▸ **WHAT IS NEEDED**
Please set down the line that contains "Target: pink cowboy boot" and every line below it through the last, exactly as written, with no other lines.

---------- RAW DATA

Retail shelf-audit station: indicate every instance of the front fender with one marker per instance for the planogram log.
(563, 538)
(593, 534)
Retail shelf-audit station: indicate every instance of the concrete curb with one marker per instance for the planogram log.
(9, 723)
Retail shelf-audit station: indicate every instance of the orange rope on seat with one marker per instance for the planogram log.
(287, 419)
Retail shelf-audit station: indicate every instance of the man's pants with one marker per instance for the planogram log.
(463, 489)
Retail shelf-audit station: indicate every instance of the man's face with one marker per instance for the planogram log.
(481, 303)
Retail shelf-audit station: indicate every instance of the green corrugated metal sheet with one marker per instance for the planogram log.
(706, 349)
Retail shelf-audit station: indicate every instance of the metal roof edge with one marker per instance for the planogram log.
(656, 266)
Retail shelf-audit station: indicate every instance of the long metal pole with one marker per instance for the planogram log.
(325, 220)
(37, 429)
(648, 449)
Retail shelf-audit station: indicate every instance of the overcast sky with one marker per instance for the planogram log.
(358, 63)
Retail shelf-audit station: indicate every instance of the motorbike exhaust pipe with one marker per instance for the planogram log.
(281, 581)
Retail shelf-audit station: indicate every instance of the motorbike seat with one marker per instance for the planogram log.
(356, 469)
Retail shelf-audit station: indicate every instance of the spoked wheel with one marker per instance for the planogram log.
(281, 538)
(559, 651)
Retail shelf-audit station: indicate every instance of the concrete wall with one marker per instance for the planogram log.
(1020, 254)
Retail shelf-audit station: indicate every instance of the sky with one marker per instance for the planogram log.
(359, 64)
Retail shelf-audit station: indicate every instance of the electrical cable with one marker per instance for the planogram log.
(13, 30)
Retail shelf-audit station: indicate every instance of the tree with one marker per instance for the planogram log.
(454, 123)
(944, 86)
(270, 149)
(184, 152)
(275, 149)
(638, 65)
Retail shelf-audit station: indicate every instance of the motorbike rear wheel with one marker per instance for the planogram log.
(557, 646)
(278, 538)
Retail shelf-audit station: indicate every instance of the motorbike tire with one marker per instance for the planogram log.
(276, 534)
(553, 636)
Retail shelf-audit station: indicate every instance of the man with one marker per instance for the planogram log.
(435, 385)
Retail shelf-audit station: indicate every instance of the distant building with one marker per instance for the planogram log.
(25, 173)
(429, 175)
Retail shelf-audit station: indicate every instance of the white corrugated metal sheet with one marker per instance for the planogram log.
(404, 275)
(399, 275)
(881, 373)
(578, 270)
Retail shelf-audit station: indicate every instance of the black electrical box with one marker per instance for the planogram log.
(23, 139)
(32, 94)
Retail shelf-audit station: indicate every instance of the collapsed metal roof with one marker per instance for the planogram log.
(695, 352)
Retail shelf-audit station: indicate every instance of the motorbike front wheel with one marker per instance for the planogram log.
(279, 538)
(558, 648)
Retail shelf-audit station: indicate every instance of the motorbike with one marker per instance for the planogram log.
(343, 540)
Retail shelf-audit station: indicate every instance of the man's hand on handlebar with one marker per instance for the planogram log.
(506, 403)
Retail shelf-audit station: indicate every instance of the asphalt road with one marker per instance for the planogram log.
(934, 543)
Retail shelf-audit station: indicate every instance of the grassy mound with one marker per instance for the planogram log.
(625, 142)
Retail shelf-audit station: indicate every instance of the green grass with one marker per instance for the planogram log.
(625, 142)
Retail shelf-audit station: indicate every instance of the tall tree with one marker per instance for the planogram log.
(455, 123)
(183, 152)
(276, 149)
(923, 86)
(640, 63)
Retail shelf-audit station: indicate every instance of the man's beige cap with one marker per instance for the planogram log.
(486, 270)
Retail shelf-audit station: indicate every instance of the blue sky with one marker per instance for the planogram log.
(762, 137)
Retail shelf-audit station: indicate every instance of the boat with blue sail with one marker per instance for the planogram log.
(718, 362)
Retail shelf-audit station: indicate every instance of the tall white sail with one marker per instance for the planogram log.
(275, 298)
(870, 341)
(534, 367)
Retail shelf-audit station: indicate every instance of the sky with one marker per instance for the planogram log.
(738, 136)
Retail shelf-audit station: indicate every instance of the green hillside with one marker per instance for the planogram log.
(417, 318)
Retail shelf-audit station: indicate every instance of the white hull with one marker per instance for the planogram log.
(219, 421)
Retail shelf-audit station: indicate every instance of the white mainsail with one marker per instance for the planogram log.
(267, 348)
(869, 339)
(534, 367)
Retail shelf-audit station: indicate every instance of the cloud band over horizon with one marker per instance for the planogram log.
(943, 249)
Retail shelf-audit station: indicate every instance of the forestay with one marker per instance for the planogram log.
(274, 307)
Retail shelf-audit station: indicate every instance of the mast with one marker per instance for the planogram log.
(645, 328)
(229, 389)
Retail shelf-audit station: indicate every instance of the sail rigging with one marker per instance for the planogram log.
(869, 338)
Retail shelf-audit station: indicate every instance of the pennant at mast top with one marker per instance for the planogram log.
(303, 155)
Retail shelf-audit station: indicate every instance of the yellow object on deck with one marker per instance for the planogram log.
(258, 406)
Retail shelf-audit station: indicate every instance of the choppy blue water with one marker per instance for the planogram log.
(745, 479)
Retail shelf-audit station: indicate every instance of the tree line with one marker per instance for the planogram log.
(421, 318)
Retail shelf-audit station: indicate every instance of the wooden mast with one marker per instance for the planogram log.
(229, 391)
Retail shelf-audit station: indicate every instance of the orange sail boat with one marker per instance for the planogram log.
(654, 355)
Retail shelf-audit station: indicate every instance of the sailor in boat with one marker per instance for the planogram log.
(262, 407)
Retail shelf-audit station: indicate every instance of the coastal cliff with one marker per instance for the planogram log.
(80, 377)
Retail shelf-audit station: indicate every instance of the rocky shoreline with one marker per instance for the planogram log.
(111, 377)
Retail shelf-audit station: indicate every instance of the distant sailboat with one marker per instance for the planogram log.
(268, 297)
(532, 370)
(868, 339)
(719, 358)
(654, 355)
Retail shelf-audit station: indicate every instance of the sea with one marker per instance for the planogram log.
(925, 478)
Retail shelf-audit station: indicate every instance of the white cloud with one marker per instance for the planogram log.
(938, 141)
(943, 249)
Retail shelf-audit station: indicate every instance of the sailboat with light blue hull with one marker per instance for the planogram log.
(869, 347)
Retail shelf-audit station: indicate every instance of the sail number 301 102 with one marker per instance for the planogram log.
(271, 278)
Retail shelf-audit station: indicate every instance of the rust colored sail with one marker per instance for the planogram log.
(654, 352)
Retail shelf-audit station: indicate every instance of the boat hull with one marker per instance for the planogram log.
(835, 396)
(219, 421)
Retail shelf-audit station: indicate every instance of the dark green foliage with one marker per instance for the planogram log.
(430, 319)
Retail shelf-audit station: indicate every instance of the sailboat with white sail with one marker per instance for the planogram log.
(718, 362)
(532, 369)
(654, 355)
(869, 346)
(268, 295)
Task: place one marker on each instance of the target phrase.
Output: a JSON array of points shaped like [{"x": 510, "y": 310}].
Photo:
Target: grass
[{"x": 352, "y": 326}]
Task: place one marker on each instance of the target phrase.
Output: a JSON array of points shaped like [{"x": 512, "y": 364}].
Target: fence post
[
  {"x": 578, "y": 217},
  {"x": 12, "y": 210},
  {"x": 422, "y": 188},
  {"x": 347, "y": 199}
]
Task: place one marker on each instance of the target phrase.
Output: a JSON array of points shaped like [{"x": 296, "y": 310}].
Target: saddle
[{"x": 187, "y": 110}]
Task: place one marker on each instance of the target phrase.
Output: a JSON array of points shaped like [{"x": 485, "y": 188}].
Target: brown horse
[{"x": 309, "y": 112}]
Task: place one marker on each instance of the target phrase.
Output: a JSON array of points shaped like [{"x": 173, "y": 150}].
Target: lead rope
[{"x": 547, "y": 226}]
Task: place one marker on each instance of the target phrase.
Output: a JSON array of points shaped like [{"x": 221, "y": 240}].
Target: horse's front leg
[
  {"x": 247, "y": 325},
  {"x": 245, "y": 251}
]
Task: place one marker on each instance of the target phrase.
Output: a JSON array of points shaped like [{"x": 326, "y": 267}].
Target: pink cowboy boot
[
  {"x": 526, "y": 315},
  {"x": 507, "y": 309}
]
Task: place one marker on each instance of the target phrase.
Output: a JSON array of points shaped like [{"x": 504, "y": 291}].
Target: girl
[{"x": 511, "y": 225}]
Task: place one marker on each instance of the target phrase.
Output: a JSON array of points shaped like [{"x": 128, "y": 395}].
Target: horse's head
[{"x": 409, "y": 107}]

--------------------

▸ **ANSWER AREA**
Target: pink cowboy boot
[
  {"x": 526, "y": 315},
  {"x": 507, "y": 309}
]
Task: place one marker on each instance of the target phrase.
Output: a JSON array of points shaped like [{"x": 504, "y": 291}].
Target: girl
[{"x": 511, "y": 225}]
Task: place one marker on each instance of the target phrase.
Output: a JSON array of points shaped like [{"x": 128, "y": 395}].
Target: horse's head
[{"x": 409, "y": 107}]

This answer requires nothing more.